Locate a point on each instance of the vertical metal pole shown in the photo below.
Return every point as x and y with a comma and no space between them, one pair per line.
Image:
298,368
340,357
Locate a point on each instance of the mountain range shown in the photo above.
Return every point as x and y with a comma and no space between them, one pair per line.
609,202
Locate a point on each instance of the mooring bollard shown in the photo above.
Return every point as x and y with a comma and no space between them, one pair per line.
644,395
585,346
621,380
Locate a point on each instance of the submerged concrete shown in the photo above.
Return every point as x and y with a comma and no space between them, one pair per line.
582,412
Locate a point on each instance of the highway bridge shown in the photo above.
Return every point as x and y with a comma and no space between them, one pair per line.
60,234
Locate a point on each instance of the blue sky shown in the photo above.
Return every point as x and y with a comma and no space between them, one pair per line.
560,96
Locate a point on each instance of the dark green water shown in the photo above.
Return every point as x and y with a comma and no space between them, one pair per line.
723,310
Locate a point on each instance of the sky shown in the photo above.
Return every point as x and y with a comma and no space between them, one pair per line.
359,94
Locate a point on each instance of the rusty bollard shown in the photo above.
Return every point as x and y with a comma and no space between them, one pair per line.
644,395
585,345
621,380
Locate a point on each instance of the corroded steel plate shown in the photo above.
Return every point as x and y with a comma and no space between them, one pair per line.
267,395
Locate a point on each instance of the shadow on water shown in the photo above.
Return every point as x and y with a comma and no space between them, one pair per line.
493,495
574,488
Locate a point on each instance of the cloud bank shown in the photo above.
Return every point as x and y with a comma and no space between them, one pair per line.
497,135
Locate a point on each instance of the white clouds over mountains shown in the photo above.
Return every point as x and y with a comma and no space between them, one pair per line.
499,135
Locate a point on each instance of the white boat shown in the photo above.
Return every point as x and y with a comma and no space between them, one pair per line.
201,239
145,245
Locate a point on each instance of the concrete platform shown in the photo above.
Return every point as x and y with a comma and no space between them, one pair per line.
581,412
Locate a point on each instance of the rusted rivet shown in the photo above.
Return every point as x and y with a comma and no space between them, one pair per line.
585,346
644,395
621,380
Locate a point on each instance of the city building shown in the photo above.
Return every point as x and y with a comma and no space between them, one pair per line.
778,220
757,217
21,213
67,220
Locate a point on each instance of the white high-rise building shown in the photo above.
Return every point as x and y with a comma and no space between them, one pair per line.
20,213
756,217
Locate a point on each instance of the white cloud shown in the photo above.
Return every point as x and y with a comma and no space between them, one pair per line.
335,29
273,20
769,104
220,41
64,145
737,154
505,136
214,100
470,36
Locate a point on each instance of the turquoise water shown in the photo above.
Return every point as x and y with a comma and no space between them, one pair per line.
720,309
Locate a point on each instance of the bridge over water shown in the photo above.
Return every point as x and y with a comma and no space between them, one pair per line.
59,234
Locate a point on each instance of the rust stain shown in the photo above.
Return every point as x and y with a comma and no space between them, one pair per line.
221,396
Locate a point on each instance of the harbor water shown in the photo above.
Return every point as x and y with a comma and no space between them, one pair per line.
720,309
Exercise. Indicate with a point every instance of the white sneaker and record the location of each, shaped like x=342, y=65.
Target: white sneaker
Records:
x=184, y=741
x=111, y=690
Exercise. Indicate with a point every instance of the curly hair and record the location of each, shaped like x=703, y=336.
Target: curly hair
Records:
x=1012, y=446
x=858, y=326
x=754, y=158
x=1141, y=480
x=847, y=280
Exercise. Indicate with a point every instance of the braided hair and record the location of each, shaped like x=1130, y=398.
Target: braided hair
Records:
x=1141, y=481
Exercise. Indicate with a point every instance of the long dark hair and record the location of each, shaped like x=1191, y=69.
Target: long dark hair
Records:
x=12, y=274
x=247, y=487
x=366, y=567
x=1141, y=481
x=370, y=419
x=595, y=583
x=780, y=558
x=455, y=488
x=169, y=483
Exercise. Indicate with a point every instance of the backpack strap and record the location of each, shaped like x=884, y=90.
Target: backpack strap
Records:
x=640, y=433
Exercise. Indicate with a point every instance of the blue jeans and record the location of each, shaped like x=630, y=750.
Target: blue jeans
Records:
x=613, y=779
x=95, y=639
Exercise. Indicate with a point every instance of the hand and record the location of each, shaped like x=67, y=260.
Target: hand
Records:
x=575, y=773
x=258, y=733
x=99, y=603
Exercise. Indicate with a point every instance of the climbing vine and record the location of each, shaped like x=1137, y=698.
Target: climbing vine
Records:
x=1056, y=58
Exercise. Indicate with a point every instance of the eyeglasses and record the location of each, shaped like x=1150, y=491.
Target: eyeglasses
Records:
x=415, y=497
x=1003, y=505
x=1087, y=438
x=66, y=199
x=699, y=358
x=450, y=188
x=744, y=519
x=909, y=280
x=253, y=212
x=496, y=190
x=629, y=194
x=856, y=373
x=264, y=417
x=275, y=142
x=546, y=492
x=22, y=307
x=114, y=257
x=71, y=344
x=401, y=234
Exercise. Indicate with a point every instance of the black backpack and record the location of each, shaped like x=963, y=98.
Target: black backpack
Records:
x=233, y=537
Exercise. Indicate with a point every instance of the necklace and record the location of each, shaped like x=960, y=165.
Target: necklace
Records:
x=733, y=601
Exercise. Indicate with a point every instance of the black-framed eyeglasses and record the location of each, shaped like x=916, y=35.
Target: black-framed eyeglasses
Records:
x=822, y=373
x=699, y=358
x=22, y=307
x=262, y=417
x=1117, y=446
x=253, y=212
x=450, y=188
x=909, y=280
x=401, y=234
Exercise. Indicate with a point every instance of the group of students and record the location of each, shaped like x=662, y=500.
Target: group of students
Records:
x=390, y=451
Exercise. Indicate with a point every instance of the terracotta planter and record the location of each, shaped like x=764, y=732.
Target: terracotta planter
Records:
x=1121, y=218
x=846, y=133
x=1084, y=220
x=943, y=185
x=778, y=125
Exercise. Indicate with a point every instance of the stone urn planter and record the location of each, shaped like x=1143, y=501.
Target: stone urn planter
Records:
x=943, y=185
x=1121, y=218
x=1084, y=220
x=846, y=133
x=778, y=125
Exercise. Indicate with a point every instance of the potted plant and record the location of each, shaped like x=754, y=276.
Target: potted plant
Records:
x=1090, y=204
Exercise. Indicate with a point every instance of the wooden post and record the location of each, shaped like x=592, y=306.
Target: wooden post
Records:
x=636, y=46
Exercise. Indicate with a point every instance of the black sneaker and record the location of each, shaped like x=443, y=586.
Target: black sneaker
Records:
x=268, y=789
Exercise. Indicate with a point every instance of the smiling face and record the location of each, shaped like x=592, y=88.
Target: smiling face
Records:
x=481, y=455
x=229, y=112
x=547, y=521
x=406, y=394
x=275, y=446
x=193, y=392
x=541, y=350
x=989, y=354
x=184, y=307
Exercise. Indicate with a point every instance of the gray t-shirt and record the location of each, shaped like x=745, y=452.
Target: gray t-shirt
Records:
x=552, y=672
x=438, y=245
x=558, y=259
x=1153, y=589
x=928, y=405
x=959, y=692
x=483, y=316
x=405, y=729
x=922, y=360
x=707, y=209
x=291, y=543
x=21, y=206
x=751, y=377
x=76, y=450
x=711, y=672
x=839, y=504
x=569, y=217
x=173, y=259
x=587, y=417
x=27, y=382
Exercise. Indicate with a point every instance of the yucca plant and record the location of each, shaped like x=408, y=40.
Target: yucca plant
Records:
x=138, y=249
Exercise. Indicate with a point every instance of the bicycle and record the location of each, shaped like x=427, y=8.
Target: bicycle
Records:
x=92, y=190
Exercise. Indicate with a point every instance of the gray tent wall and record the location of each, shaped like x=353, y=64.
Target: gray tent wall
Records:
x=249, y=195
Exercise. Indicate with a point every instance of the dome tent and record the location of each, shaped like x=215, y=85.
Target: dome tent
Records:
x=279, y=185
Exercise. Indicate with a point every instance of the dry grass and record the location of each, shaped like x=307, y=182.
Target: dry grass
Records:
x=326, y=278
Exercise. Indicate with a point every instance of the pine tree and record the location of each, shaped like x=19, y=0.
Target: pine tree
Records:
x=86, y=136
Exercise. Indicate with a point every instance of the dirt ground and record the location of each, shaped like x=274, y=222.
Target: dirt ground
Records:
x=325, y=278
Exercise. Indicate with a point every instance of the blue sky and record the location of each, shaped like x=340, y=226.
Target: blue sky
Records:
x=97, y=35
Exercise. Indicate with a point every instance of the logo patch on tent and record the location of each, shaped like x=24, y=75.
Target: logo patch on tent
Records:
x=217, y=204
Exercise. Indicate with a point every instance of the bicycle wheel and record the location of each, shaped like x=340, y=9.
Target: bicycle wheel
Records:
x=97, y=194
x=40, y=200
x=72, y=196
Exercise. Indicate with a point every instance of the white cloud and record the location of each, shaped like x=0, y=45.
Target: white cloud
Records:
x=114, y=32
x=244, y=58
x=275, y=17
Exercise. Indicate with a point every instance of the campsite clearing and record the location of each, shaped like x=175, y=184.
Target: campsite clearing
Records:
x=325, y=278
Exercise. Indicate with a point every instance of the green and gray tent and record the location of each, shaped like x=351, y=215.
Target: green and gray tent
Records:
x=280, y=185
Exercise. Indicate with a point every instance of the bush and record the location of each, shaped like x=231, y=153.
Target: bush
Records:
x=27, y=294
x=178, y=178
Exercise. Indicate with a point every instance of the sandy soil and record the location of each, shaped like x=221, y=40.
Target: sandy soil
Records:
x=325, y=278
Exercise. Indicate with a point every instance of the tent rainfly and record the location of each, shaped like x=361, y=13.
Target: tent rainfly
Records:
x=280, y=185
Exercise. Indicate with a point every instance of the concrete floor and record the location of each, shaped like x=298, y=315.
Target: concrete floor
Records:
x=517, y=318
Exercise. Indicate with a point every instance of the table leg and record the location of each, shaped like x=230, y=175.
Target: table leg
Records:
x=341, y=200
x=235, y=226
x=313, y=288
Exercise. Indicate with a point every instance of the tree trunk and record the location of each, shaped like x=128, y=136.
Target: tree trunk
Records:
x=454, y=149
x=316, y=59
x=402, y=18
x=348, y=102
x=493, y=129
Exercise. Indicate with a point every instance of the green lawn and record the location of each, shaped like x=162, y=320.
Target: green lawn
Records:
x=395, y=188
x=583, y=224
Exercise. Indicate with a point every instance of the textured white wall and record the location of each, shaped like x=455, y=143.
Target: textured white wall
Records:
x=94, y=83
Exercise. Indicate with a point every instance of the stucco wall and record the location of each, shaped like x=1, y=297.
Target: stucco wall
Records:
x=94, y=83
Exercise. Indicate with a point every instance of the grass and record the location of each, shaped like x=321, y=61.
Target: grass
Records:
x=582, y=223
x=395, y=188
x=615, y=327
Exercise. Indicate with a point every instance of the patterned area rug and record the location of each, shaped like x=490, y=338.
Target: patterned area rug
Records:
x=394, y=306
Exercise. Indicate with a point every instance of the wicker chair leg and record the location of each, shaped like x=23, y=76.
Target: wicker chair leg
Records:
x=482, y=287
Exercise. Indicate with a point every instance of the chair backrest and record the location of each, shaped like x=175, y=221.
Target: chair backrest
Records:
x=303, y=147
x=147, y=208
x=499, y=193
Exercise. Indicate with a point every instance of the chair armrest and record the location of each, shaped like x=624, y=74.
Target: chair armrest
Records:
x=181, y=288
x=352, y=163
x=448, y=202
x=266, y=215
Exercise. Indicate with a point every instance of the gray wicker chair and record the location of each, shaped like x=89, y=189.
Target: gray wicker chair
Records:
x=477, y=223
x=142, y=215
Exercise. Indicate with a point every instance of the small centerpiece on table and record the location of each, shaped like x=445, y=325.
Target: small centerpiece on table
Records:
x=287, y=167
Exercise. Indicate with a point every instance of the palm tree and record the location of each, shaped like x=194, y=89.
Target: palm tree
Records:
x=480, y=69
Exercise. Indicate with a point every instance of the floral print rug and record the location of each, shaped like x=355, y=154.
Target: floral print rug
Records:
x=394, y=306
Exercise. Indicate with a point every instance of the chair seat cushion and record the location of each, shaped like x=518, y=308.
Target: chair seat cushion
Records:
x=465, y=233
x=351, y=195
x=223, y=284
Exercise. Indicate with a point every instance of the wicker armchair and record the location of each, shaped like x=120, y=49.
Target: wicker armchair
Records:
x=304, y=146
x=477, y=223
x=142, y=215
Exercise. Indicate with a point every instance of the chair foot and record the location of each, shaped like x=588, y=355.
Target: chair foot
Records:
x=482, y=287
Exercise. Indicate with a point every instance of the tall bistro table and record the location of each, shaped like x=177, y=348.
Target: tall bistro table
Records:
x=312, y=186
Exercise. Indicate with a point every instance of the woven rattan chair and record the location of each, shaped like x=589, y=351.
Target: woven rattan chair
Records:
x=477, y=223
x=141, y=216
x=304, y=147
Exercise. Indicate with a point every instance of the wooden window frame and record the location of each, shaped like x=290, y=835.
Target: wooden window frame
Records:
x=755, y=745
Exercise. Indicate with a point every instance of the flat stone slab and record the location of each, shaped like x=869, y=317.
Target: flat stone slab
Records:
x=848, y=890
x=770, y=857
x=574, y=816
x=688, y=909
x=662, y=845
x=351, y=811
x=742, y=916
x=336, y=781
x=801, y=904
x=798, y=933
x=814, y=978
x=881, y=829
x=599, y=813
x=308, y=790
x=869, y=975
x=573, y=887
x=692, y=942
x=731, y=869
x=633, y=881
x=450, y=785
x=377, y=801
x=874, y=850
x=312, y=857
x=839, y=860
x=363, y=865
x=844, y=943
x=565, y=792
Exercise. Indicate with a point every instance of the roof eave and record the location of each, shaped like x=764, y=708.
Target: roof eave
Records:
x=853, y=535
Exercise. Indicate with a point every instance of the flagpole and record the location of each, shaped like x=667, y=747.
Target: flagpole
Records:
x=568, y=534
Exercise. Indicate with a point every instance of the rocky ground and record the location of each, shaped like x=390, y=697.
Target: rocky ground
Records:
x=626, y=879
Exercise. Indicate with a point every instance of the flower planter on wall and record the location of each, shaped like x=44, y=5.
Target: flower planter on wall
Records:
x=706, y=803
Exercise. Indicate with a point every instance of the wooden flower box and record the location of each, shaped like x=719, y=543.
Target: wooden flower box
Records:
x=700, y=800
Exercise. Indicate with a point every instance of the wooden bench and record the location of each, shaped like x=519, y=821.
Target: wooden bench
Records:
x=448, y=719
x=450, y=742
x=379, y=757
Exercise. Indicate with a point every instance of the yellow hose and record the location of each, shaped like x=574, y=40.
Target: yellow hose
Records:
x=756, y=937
# # #
THE TASK:
Rewrite the items starting at the line that contains "Exercise. Indicate with a point every instance of the stucco" and ending at the line that contains "x=615, y=327", replacing "grass" with "lawn" and leaving everything else unchanged.

EXERCISE SOLUTION:
Exercise. Indicate with a point every instance of the stucco wall and record the location of each, shaped like x=1, y=297.
Target: stucco wall
Records:
x=94, y=83
Exercise. Indicate with a point every instance of the lawn and record the location of each, shaped like x=321, y=61.
Target: lawn
Records:
x=582, y=223
x=395, y=188
x=615, y=327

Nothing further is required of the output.